Required work:
Copy out the records from the line with "roi: distant blue mountain range" through the end of the records, putting "tuft" in place of "clump" and keeping everything else the same.

──────── Items ────────

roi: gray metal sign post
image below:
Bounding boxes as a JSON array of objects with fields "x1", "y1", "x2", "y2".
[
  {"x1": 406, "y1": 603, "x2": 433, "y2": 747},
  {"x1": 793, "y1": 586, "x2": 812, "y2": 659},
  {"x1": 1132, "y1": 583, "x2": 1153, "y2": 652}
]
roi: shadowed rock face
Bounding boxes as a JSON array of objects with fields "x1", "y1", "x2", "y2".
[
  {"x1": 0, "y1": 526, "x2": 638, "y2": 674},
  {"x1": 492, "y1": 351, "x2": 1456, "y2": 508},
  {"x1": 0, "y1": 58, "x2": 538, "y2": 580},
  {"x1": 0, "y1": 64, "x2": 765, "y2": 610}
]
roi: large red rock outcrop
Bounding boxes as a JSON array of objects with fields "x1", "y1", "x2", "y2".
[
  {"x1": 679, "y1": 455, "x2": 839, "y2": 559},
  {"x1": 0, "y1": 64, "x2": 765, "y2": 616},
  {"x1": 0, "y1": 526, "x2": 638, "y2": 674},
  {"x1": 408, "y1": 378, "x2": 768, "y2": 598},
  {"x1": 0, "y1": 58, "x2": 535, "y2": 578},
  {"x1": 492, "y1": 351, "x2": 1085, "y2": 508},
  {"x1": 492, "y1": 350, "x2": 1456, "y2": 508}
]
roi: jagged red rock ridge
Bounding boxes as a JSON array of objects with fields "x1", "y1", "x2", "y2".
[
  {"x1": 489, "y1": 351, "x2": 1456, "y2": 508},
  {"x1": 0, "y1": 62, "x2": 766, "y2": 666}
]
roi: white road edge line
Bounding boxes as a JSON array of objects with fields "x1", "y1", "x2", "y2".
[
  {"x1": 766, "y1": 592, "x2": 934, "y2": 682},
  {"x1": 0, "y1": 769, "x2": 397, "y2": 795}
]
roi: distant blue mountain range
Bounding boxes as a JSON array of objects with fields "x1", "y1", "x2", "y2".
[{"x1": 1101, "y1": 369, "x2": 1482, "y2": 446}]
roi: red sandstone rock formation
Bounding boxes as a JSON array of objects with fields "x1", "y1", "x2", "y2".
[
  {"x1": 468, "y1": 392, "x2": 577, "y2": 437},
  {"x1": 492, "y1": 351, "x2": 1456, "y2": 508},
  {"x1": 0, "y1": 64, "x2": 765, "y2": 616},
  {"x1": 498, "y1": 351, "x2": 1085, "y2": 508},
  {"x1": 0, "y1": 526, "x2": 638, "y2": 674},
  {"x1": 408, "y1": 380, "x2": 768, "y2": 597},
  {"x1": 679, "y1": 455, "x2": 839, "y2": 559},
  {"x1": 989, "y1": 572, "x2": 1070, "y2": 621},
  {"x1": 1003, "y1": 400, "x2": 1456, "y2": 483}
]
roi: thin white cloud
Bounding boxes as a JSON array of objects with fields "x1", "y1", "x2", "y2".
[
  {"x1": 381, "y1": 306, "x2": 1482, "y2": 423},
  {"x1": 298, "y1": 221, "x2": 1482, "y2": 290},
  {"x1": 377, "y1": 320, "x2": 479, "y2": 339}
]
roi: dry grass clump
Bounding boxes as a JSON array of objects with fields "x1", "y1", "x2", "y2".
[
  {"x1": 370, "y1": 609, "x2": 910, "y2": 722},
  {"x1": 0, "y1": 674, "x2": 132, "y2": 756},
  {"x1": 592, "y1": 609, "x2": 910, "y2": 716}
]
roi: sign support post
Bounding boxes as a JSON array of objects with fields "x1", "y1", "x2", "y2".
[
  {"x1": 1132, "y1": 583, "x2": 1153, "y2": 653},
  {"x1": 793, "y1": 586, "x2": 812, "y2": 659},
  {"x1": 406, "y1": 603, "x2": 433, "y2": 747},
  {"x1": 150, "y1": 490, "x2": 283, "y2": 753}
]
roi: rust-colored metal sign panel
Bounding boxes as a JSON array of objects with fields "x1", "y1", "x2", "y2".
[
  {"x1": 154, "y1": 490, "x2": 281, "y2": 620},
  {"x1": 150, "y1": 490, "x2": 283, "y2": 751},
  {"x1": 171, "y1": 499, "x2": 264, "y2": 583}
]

────────

Solution to this exercise:
roi: distant blue mountain range
Bounding boxes as a JSON array of objects with fields "x1", "y1", "x2", "y2".
[{"x1": 1101, "y1": 369, "x2": 1482, "y2": 446}]
roi: red sandstone rock formation
Bounding boxes as a JSON array of objects with fields "x1", "y1", "x2", "y2".
[
  {"x1": 468, "y1": 392, "x2": 577, "y2": 437},
  {"x1": 492, "y1": 351, "x2": 1456, "y2": 508},
  {"x1": 0, "y1": 64, "x2": 765, "y2": 616},
  {"x1": 498, "y1": 351, "x2": 1085, "y2": 508},
  {"x1": 0, "y1": 526, "x2": 638, "y2": 674},
  {"x1": 408, "y1": 380, "x2": 768, "y2": 597},
  {"x1": 679, "y1": 455, "x2": 839, "y2": 559},
  {"x1": 989, "y1": 572, "x2": 1070, "y2": 621},
  {"x1": 1003, "y1": 400, "x2": 1456, "y2": 483}
]
roi: thin white cloud
Bounding boxes as a JSON array of objects with fields "x1", "y1", "x2", "y2".
[
  {"x1": 381, "y1": 306, "x2": 1482, "y2": 423},
  {"x1": 298, "y1": 221, "x2": 1482, "y2": 290},
  {"x1": 377, "y1": 320, "x2": 479, "y2": 339}
]
roi: dry grass tuft
Bounding boxes as a JSON array of objects with fields "x1", "y1", "x2", "y2".
[
  {"x1": 370, "y1": 609, "x2": 910, "y2": 722},
  {"x1": 0, "y1": 674, "x2": 132, "y2": 756},
  {"x1": 592, "y1": 609, "x2": 910, "y2": 716}
]
roi: sign support post
Bounding boxes as a JSON array of objects with fields "x1", "y1", "x2", "y2".
[
  {"x1": 1132, "y1": 583, "x2": 1153, "y2": 653},
  {"x1": 793, "y1": 586, "x2": 812, "y2": 659},
  {"x1": 406, "y1": 603, "x2": 433, "y2": 747},
  {"x1": 150, "y1": 490, "x2": 283, "y2": 753}
]
roi: rust-colored metal sign panel
Bounding boxes as a JSON array of objects with fields "x1", "y1", "x2", "y2".
[
  {"x1": 154, "y1": 490, "x2": 281, "y2": 620},
  {"x1": 150, "y1": 490, "x2": 283, "y2": 751},
  {"x1": 171, "y1": 499, "x2": 264, "y2": 583}
]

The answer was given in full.